#### [TASK]
In the passage on the auto-acceleration effect in radical polymerization, reproduce word for word the stretch from "There exists a" through "with increasing viscosity.".

#### [PASSAGE TO READ]

There exists a particular auto-acceleration phenomenon in radical polymerization, with a significant increase in the polymerization rate and molecular weight at the same time, called the “Norrish–Smith¹”, “Auto-acceleration”, or “Trommsdorff²” (gel) effect. The first widely accepted qualitative explanation was documented by Flory,³ indicating the termination rate constant (k_t) dropped significantly in a medium with increasing viscosity.

Viscosity plays a crucial role in radical polymerization. Polymethyl methacrylate (PMMA), polystyrene (PS), and polyvinyl alcohol (PVVA) were pre-dissolved in methyl methacrylate (MMA) or St solvent to prepare a mixture of monomers with high zero-shear viscosity by Brooks.⁴ Then, the kinetics were tested and the kinetics results revealed that the polymerization could be divided into two regions according to the viscosity, and until reaching the high-viscosity region, k_t started to reduce. Therefore, during the initial stage of polymerization, the pre-dissolved polymers slightly influenced the termination rate constant k_t, and the micro-viscosity directly, controlling the segmental diffusion and termination reaction at a low level. O'Shaughnessy⁵ pointed out that the termination rates were dominated by different short-long chain events. Long-chain mobility was reduced because of the high bulk viscosity and chain entanglements, while short chains provided a faster termination mechanism despite their small numbers, and the rate constant between a pair was determined by the short chains. More recently, fluorescent probes were introduced in polymer science and characteristic fluorescent macromolecular compounds or molecules were formed in order to investigate the segment and chain diffusion during polymerization at different viscosities.^6,7 Also, the fluorescent spectra showed that the structural heterogeneity of the macro- and micro-radical chains had a significant impact on k_t.

(Position identification data)

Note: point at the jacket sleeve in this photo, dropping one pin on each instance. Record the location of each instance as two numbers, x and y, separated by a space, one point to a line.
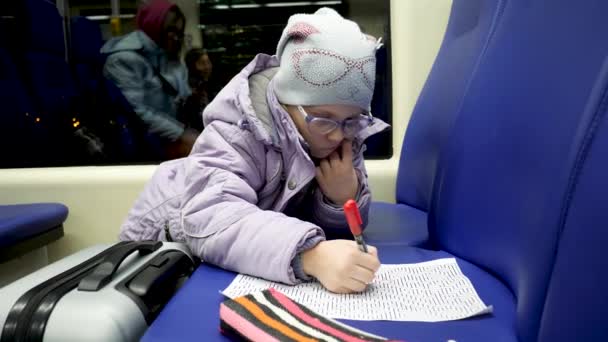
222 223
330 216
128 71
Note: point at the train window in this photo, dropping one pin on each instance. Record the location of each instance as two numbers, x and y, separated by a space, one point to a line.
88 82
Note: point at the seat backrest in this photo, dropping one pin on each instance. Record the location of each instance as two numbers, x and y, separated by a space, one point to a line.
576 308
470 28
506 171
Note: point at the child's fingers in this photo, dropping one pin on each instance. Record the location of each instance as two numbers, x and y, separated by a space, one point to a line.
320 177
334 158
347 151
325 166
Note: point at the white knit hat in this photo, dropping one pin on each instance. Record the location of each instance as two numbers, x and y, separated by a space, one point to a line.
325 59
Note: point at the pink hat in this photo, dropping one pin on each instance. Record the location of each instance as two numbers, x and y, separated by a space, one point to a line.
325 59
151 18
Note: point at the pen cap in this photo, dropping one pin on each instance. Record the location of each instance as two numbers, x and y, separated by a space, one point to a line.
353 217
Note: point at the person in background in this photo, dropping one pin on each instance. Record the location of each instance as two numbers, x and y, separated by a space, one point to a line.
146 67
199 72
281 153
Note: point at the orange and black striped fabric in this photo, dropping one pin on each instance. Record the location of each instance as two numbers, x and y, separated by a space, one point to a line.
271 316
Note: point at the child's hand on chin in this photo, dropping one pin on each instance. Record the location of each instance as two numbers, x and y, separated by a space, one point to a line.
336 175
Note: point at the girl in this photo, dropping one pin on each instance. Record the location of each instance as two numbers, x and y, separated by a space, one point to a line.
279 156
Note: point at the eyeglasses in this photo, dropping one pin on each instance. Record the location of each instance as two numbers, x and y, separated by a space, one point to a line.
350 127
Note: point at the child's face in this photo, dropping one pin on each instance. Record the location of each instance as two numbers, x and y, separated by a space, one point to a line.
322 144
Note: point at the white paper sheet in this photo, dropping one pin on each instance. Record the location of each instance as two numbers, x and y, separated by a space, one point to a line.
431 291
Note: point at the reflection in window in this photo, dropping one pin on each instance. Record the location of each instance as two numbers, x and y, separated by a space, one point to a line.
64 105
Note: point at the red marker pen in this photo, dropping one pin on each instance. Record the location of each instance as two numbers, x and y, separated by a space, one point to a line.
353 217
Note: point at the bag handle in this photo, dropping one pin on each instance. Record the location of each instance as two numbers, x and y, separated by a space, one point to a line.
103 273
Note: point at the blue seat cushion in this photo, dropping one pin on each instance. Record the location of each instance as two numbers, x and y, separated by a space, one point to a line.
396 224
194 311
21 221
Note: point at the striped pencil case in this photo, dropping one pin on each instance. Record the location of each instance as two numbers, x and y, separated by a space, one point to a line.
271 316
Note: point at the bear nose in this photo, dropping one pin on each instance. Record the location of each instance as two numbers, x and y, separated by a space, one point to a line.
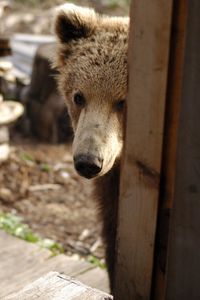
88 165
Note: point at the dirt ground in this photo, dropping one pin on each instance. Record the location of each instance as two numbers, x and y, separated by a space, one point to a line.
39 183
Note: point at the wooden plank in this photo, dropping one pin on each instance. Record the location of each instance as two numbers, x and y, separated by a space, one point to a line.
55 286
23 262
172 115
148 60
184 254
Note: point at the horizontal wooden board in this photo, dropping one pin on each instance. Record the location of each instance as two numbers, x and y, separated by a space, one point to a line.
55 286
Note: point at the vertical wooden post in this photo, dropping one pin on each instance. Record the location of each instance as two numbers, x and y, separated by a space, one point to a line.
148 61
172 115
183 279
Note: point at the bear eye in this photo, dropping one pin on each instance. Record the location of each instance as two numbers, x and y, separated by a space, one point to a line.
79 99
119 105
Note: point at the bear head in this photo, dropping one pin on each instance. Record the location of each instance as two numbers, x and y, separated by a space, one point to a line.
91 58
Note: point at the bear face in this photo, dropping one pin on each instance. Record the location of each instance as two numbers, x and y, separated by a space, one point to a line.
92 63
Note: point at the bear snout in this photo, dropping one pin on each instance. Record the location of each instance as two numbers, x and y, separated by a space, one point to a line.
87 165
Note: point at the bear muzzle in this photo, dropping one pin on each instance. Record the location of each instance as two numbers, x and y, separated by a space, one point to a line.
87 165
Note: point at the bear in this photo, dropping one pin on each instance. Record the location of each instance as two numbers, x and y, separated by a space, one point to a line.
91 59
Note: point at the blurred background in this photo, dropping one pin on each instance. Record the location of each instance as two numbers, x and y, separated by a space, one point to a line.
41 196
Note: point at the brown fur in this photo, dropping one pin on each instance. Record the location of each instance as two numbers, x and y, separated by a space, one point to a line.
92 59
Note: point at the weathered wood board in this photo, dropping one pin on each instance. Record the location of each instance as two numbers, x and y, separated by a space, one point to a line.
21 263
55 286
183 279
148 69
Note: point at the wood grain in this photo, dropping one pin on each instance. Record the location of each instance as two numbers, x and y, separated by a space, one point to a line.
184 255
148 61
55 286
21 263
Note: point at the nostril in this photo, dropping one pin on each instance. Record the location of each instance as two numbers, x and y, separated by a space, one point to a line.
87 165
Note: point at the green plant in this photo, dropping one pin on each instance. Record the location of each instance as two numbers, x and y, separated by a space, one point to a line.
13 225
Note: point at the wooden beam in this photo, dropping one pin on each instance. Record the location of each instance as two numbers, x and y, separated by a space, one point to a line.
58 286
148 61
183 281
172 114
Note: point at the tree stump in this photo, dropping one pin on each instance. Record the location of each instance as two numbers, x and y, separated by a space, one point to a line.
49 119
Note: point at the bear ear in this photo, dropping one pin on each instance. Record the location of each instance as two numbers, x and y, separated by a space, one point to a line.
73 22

#### [FINAL RESULT]
There exists a particular auto-acceleration phenomenon in radical polymerization, with a significant increase in the polymerization rate and molecular weight at the same time, called the “Norrish–Smith¹”, “Auto-acceleration”, or “Trommsdorff²” (gel) effect. The first widely accepted qualitative explanation was documented by Flory,³ indicating the termination rate constant (k_t) dropped significantly in a medium with increasing viscosity.